> [The task] Rewrite all of the records below as a numbered list, leaving out any blank lines.

> [Data in this exercise]
(begin)
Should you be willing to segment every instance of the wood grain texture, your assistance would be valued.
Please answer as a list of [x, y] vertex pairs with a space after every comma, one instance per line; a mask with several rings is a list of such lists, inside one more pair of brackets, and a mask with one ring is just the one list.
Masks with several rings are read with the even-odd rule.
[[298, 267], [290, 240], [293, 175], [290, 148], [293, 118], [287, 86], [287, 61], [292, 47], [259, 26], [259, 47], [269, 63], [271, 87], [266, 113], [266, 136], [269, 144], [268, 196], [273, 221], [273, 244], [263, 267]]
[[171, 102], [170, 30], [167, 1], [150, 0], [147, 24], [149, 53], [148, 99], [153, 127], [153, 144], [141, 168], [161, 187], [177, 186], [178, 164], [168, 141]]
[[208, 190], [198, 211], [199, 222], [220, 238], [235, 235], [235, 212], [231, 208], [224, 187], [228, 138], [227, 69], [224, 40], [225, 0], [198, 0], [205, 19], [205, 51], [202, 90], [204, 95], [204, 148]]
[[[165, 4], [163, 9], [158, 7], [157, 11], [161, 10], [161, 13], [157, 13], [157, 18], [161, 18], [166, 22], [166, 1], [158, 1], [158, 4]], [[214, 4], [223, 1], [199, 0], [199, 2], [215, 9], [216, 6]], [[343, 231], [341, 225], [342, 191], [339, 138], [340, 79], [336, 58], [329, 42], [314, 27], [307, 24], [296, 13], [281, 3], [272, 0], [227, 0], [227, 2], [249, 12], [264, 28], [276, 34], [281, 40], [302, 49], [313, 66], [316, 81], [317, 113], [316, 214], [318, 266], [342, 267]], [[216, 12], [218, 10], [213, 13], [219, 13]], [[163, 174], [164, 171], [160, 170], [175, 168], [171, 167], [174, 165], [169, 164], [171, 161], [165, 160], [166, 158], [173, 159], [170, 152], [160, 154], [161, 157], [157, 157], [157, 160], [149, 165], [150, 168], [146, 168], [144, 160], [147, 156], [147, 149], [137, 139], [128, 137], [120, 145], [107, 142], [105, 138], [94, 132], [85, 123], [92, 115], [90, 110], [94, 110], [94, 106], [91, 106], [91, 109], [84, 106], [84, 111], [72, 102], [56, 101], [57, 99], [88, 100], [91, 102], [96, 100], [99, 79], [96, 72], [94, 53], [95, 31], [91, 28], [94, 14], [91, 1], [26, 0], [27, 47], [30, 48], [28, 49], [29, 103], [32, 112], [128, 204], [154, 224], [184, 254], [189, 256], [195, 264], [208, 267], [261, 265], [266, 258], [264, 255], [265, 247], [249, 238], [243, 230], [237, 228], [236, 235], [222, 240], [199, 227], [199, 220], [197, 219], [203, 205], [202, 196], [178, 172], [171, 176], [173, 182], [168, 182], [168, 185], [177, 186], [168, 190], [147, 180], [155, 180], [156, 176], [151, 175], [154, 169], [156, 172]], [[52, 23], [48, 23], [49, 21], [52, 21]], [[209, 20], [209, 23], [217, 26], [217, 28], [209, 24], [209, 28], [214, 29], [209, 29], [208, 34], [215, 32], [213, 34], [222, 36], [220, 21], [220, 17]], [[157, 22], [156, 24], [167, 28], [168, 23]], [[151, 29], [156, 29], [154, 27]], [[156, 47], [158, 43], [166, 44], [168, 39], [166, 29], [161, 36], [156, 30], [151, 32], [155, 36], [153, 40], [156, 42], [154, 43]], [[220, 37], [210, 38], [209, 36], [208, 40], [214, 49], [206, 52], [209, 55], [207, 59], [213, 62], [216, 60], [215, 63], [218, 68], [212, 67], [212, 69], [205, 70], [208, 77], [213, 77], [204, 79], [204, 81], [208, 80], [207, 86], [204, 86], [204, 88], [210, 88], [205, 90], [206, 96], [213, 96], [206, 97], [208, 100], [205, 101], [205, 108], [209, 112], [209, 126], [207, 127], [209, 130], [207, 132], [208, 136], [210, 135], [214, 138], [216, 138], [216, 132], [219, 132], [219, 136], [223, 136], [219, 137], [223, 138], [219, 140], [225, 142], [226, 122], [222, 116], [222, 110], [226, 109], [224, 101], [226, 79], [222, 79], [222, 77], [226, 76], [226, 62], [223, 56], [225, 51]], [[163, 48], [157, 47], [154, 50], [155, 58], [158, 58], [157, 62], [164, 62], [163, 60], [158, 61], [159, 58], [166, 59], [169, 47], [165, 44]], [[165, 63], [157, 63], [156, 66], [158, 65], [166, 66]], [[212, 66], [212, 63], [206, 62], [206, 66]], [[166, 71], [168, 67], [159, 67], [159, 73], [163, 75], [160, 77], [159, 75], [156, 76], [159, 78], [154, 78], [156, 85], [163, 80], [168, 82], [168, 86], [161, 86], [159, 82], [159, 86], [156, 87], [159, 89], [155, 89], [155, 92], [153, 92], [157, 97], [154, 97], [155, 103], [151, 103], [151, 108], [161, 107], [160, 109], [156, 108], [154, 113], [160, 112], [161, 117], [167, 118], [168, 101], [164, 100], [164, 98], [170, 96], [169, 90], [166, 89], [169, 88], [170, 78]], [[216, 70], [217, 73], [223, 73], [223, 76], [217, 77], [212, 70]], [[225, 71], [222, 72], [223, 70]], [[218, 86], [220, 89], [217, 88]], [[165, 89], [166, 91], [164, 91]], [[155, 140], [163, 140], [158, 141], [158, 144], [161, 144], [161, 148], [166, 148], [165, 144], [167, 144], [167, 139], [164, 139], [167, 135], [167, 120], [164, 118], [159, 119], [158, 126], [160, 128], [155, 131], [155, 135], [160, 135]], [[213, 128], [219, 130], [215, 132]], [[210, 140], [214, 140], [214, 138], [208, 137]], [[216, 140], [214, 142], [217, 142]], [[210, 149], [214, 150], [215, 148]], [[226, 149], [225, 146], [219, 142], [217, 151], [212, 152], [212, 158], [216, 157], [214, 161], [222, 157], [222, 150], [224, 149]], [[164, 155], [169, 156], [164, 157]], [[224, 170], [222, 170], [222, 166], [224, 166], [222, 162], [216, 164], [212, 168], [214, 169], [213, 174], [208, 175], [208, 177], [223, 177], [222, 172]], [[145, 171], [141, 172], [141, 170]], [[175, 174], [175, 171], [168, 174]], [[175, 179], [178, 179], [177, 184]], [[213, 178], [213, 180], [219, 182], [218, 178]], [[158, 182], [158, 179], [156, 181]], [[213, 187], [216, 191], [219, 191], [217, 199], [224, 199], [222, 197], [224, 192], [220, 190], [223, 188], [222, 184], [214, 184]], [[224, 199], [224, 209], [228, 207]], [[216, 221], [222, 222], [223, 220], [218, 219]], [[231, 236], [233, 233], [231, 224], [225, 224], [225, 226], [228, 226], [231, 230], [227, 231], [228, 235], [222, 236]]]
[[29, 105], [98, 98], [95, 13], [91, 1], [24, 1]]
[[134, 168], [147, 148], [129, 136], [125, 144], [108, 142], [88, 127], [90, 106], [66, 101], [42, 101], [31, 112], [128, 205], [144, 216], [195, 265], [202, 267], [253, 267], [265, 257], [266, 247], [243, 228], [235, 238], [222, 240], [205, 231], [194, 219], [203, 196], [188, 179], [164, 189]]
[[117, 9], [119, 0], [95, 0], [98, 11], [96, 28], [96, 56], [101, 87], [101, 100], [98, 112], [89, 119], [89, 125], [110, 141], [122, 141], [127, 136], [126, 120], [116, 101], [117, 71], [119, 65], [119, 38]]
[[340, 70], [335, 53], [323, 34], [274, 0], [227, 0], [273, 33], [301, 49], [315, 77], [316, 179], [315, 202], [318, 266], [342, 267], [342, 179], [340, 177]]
(end)
> [Response]
1. Should you be willing to segment every instance of the wood grain texture, your assistance would be valued.
2. Please answer as a list of [x, y] vertex pairs with a space after every comma, one instance per line; a mask with several rings is a list of such lists, inside one more pair of brackets, and a mask with one ring is just the one list.
3. Masks with several rings are read with the even-odd rule.
4. [[298, 267], [290, 240], [293, 175], [290, 148], [293, 118], [287, 86], [287, 61], [292, 47], [259, 26], [259, 47], [269, 63], [271, 87], [266, 113], [266, 136], [269, 144], [268, 196], [273, 221], [273, 244], [263, 267]]
5. [[171, 102], [170, 30], [167, 1], [150, 0], [147, 24], [149, 53], [148, 99], [153, 127], [153, 144], [141, 168], [161, 187], [177, 186], [178, 164], [168, 141]]
6. [[208, 190], [198, 211], [199, 222], [220, 238], [235, 235], [235, 212], [231, 208], [224, 187], [228, 138], [227, 69], [224, 40], [225, 0], [198, 0], [205, 19], [205, 51], [202, 90], [204, 95], [204, 148]]
7. [[[165, 4], [163, 9], [158, 7], [157, 11], [161, 10], [161, 13], [157, 13], [157, 18], [161, 18], [166, 22], [166, 1], [158, 1], [158, 4]], [[214, 4], [223, 1], [199, 0], [199, 2], [215, 9], [216, 6]], [[343, 231], [341, 225], [342, 191], [339, 138], [340, 79], [336, 58], [329, 42], [314, 27], [307, 24], [296, 13], [281, 3], [272, 0], [227, 0], [227, 2], [249, 12], [264, 28], [276, 34], [281, 40], [302, 49], [313, 66], [316, 81], [317, 113], [316, 214], [318, 266], [342, 267]], [[216, 12], [218, 10], [213, 13], [219, 13]], [[163, 174], [164, 171], [160, 170], [175, 168], [171, 167], [174, 165], [169, 164], [171, 161], [165, 160], [166, 158], [173, 159], [170, 152], [160, 154], [161, 157], [157, 157], [157, 160], [149, 165], [150, 168], [146, 168], [144, 160], [147, 156], [147, 149], [137, 139], [128, 137], [120, 145], [107, 142], [105, 138], [94, 132], [85, 123], [92, 115], [90, 110], [94, 110], [94, 106], [91, 106], [91, 109], [84, 106], [84, 111], [72, 102], [56, 101], [57, 99], [88, 100], [91, 102], [96, 100], [99, 79], [96, 72], [94, 53], [95, 31], [91, 28], [94, 14], [91, 1], [26, 0], [27, 47], [30, 48], [28, 49], [29, 103], [32, 112], [128, 204], [154, 224], [184, 254], [189, 256], [195, 264], [208, 267], [261, 265], [266, 258], [264, 255], [265, 247], [249, 238], [243, 230], [237, 228], [236, 235], [222, 240], [199, 227], [199, 220], [197, 219], [203, 205], [202, 196], [178, 172], [171, 176], [173, 182], [168, 182], [168, 185], [177, 186], [168, 190], [147, 180], [155, 180], [156, 176], [151, 175], [154, 169], [156, 172]], [[52, 23], [48, 23], [49, 21], [52, 21]], [[209, 20], [209, 23], [217, 26], [217, 28], [209, 24], [209, 28], [214, 29], [209, 29], [208, 34], [215, 32], [213, 34], [222, 36], [220, 21], [220, 17]], [[157, 22], [156, 24], [167, 28], [168, 23]], [[151, 29], [156, 29], [154, 27]], [[156, 47], [158, 43], [166, 44], [168, 39], [166, 29], [161, 36], [156, 30], [151, 32], [155, 36], [153, 40], [156, 42], [154, 43]], [[220, 37], [210, 38], [209, 36], [208, 40], [214, 49], [206, 52], [209, 55], [207, 59], [213, 62], [216, 60], [215, 63], [218, 68], [212, 67], [212, 69], [205, 70], [208, 77], [213, 77], [204, 79], [204, 81], [208, 80], [207, 86], [204, 86], [204, 88], [210, 88], [205, 90], [206, 96], [213, 96], [206, 97], [208, 100], [205, 101], [205, 108], [209, 112], [209, 126], [207, 127], [209, 130], [207, 132], [208, 136], [210, 135], [214, 138], [216, 138], [216, 132], [219, 132], [219, 136], [223, 136], [219, 137], [223, 138], [219, 140], [225, 142], [226, 122], [222, 116], [222, 110], [226, 109], [224, 101], [226, 79], [222, 79], [222, 77], [226, 76], [226, 62], [223, 56], [225, 51]], [[163, 48], [157, 47], [154, 50], [155, 58], [158, 58], [157, 62], [164, 62], [163, 60], [158, 61], [159, 58], [166, 59], [169, 47], [165, 44]], [[165, 63], [157, 63], [156, 66], [158, 65], [166, 66]], [[212, 66], [212, 63], [206, 62], [206, 66]], [[166, 71], [168, 67], [159, 67], [159, 73], [163, 75], [160, 77], [159, 75], [156, 76], [159, 78], [154, 78], [156, 85], [163, 80], [168, 82], [168, 86], [161, 86], [159, 82], [159, 86], [156, 87], [159, 89], [155, 89], [155, 92], [153, 92], [157, 97], [154, 97], [155, 103], [151, 103], [151, 108], [161, 107], [160, 109], [156, 108], [154, 113], [160, 112], [161, 117], [167, 118], [168, 101], [164, 100], [164, 98], [170, 96], [169, 90], [166, 89], [169, 88], [170, 78]], [[216, 70], [217, 73], [223, 73], [223, 76], [217, 77], [212, 70]], [[225, 71], [222, 72], [223, 70]], [[218, 86], [220, 89], [217, 88]], [[165, 89], [166, 91], [164, 91]], [[155, 140], [163, 140], [158, 141], [158, 144], [161, 144], [161, 148], [166, 148], [165, 144], [167, 144], [167, 139], [164, 139], [167, 135], [167, 120], [164, 118], [159, 119], [158, 126], [160, 128], [155, 131], [155, 135], [160, 135]], [[213, 128], [219, 130], [215, 132]], [[210, 140], [214, 140], [214, 138], [208, 137]], [[216, 140], [214, 142], [217, 142]], [[210, 149], [214, 150], [215, 148]], [[226, 149], [225, 146], [219, 142], [217, 151], [212, 152], [212, 158], [216, 157], [214, 161], [222, 157], [222, 150], [224, 149]], [[164, 155], [169, 156], [164, 157]], [[224, 170], [222, 170], [222, 166], [224, 166], [222, 162], [216, 164], [212, 168], [214, 169], [213, 174], [208, 175], [208, 177], [223, 177], [222, 172]], [[145, 171], [141, 172], [141, 170]], [[175, 174], [175, 171], [168, 174]], [[175, 179], [178, 179], [177, 184]], [[213, 178], [213, 180], [219, 182], [218, 178]], [[158, 182], [158, 179], [156, 181]], [[213, 187], [216, 191], [219, 191], [217, 199], [224, 199], [222, 197], [224, 192], [220, 190], [223, 188], [222, 184], [214, 184]], [[224, 199], [224, 209], [228, 207]], [[216, 221], [222, 222], [223, 220], [218, 219]], [[231, 236], [233, 233], [231, 224], [225, 224], [225, 226], [228, 226], [231, 230], [227, 231], [228, 235], [222, 236]]]
8. [[29, 105], [98, 98], [95, 13], [91, 1], [24, 1]]
9. [[134, 168], [147, 148], [129, 136], [125, 144], [108, 142], [88, 127], [90, 106], [66, 101], [42, 101], [31, 112], [128, 205], [144, 216], [195, 265], [202, 267], [253, 267], [265, 257], [266, 247], [243, 228], [235, 238], [222, 240], [205, 231], [194, 219], [203, 196], [188, 179], [164, 189]]
10. [[117, 9], [119, 0], [95, 0], [98, 11], [96, 28], [96, 56], [101, 87], [101, 100], [98, 112], [89, 119], [89, 125], [110, 141], [122, 141], [127, 136], [126, 120], [116, 101], [117, 71], [119, 65], [119, 38]]
11. [[340, 70], [335, 53], [323, 34], [274, 0], [227, 0], [273, 33], [301, 49], [315, 77], [316, 179], [315, 202], [318, 266], [342, 267], [342, 179], [340, 177]]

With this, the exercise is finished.